[Referring expression data]
☆ ☆ ☆

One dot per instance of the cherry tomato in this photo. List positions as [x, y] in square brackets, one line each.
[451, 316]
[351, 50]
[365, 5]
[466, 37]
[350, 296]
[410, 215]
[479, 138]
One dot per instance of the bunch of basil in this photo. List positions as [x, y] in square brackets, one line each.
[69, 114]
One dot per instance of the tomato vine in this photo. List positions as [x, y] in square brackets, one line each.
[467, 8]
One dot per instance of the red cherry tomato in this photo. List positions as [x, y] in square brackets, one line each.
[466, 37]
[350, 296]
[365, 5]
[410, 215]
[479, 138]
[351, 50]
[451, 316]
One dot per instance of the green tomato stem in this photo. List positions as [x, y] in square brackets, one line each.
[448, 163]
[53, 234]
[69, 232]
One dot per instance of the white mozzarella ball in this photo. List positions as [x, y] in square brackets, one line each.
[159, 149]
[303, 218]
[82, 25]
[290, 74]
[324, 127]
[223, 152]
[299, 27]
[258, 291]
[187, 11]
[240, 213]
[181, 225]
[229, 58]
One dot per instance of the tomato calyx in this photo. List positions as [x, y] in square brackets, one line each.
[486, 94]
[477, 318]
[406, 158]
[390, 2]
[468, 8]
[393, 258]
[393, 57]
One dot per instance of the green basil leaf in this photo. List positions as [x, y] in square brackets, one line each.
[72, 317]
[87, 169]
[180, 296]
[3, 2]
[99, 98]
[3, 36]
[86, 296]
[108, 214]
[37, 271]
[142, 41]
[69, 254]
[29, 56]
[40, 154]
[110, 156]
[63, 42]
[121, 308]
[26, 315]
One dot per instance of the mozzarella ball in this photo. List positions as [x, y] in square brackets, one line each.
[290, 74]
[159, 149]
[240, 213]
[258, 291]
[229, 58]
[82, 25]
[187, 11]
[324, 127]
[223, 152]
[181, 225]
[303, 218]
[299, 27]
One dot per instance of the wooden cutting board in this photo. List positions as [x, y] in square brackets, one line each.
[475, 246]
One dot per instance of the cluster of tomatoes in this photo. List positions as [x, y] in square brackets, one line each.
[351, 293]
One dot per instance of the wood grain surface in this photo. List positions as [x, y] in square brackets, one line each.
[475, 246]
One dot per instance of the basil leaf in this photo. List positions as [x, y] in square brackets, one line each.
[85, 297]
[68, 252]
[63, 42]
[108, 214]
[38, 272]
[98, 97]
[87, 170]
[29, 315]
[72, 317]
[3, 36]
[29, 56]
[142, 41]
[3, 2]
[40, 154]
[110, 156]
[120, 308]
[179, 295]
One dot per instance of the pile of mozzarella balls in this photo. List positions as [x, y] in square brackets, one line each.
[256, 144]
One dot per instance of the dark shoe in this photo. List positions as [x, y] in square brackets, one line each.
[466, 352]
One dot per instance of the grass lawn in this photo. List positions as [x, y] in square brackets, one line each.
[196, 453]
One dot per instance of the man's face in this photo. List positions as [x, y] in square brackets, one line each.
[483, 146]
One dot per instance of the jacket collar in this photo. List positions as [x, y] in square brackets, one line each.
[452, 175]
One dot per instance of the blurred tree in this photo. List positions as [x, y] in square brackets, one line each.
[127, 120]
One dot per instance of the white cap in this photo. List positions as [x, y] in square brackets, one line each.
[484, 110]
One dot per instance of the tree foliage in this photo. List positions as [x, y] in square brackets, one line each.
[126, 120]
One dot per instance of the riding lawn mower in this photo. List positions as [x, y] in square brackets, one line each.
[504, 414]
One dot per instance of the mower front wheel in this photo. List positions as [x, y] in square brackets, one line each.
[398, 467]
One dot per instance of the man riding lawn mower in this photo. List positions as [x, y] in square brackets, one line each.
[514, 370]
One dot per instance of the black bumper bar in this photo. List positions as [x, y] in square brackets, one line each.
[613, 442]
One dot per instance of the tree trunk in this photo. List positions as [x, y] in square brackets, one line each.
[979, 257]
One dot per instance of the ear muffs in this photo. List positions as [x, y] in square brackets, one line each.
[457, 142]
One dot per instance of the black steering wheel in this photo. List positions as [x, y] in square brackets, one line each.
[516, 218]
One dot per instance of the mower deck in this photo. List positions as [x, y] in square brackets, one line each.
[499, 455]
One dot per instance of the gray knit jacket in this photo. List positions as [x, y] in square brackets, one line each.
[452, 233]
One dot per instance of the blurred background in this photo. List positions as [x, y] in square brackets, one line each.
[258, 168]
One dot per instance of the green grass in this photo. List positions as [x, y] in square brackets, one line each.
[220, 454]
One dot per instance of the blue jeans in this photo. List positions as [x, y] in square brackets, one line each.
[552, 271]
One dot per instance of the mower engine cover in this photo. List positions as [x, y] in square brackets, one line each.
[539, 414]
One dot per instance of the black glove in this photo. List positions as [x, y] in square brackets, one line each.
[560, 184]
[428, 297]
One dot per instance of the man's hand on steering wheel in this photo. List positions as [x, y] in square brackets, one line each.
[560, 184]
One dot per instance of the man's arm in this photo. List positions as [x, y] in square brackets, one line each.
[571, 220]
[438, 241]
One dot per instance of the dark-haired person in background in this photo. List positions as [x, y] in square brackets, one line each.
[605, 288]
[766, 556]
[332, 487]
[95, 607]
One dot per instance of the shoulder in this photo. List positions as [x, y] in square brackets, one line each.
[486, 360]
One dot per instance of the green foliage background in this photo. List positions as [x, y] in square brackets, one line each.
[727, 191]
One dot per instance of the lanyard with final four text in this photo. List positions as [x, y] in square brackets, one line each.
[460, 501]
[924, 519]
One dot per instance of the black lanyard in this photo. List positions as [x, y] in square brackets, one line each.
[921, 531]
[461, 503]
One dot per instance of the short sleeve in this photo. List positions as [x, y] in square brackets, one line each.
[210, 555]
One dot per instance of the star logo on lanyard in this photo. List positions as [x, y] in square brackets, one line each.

☆ ☆ ☆

Every line of the records should be reproduced exactly.

TASK SOLUTION:
One dot per instance of the cherry tomato in this photo. List positions as [x, y] in square brackets, one line each.
[451, 316]
[351, 50]
[365, 5]
[466, 37]
[350, 296]
[410, 215]
[479, 138]
One dot per instance of the bunch of basil in this photo. List positions as [x, y] in square brackets, one line each.
[69, 114]
One dot per instance of the tomato vine in this photo. List positions as [x, y] in square brackets, one line each.
[467, 8]
One dot per instance of the red cherry tomato in this photo. List positions as [x, y] in square brackets, one line each.
[466, 37]
[350, 296]
[365, 5]
[410, 215]
[479, 138]
[351, 50]
[451, 316]
One dot per instance of the green tomato stem in this photo. List positions as [x, y] in square brackets, one line each.
[448, 163]
[53, 234]
[69, 232]
One dot per instance of the white mozzarella ball in this photo. List positions as [x, y] in square brackets, one line each.
[159, 149]
[303, 218]
[82, 25]
[290, 74]
[324, 127]
[223, 152]
[299, 27]
[258, 291]
[187, 11]
[240, 213]
[181, 225]
[229, 58]
One dot per instance of the tomato calyx in this photo. List positions as [x, y] in square brackets, one line each.
[486, 94]
[477, 318]
[406, 158]
[390, 2]
[468, 8]
[393, 258]
[393, 57]
One dot per instance of the green basil leaf in this photo. List positions as [x, y] in square brackets, one line each.
[72, 317]
[87, 169]
[180, 296]
[3, 2]
[99, 98]
[3, 36]
[86, 296]
[108, 214]
[37, 271]
[142, 41]
[69, 254]
[29, 56]
[40, 154]
[110, 156]
[63, 42]
[121, 308]
[26, 315]
One dot per instance of the mozzarella ball in this photo. List positions as [x, y] in square brackets, one line each.
[290, 74]
[159, 149]
[240, 213]
[258, 291]
[229, 58]
[82, 25]
[187, 11]
[324, 127]
[223, 152]
[181, 225]
[303, 218]
[299, 27]
One dot per instance of the wooden cutting board in this photo. List positions as [x, y] in square brackets, one line each.
[475, 246]
One dot per instance of the cluster of tomatoes in this photo. List positions as [x, y] in square brackets, one line each.
[351, 293]
One dot per instance of the wood grain surface in this photo. List positions as [x, y] in square brackets, one line each.
[475, 246]
One dot per instance of the basil leaf in this photo. List positions as [x, y] in square brackets, one line each.
[85, 297]
[68, 252]
[63, 42]
[108, 214]
[38, 272]
[98, 97]
[87, 170]
[29, 315]
[72, 317]
[3, 36]
[29, 56]
[142, 41]
[3, 2]
[40, 154]
[110, 156]
[120, 308]
[179, 295]
One dot per instance of the pile of mozzarella balls in this photo. List positions as [x, y] in square brackets, one line each.
[256, 144]
One dot per instance of the dark shoe in this photo. List positions as [x, y] in square brackets, one line each.
[466, 352]
One dot per instance of the grass lawn in this photo. List positions as [x, y] in square brackets, one line each.
[196, 453]
One dot per instance of the man's face in this photo. List positions as [x, y] in square brackets, one line each.
[483, 146]
One dot per instance of the jacket collar in this photo. List positions as [x, y] in square brackets, one line each.
[452, 175]
One dot per instance of the blurred tree in this photo. List positions as [x, y] in square brackets, one line each.
[127, 120]
One dot per instance of the white cap in this photo. List positions as [x, y] in square brackets, one line each.
[484, 110]
One dot per instance of the tree foliage in this photo. List positions as [x, y] in square brackets, one line each.
[126, 120]
One dot per instance of the riding lawn mower in this photo. List positions as [x, y] in square brackets, one line each.
[504, 414]
One dot per instance of the mower front wheel in this photo. List positions as [x, y] in square brackets, one line each.
[398, 467]
One dot per instance of the man riding lawn mower in this photo. List positions as [x, y] in square brackets, one line each.
[514, 370]
One dot per instance of the black bumper bar in this photo. List positions as [x, y] in square brackets, one line each.
[613, 442]
One dot per instance of the tree trunk in this photo. List positions as [x, y] in square brackets, one line each.
[979, 257]
One dot per instance of the ear muffs in this photo. List positions as [x, y] in square brackets, one line each.
[457, 142]
One dot per instance of the black steering wheel in this photo. List positions as [x, y] in square brackets, one line each.
[516, 218]
One dot per instance of the mower deck in this photo. List positions as [x, y] in square brackets, one line each.
[499, 455]
One dot per instance of the gray knit jacket in this photo. List positions as [x, y] in square brackets, one line each.
[452, 233]
One dot per instance of the blurred background in this photo. List positions as [x, y] in square brackets, one line each.
[258, 168]
One dot per instance of the green grass in this photo. List positions as [x, y] in square brackets, one line each.
[220, 454]
One dot per instance of the blue jeans in this photo. List positions as [x, y] in square brackets, one line each.
[552, 271]
One dot per instance of the mower engine cover in this photo. List positions as [x, y] in square brackets, one line each.
[539, 414]
One dot per instance of the black glove in this photo. List positions as [x, y] in square brackets, one line each.
[560, 184]
[428, 297]
One dot per instance of the man's hand on steering wheel in this photo. List positions as [x, y] in square brackets, one line each.
[560, 184]
One dot per instance of the man's arm in this photo. List positions as [x, y] in square brackets, one line each.
[571, 220]
[438, 241]
One dot per instance of the dark-haired person in background in this photo. List positions as [x, y] in square brackets, one line each.
[605, 288]
[766, 556]
[332, 487]
[95, 607]
One dot per instance of the shoulder in this photo. List positions as [x, y] in square brackets, one line each.
[486, 360]
One dot per instance of the green foliage background in this photo. List positions as [x, y] in square brackets, one line each.
[727, 191]
One dot per instance of the lanyard with final four text in this photo. List positions as [x, y] in square brackets, one line each.
[460, 501]
[924, 519]
One dot per instance of the black lanyard in this photo. List positions as [x, y] in square brackets, one line each.
[921, 531]
[461, 503]
One dot per instance of the short sleeve in this photo. List positions as [x, y] in square brackets, one line each.
[210, 555]
One dot per instance of the star logo on lanyard in this photo. List positions as [x, y] in square brackets, one line each.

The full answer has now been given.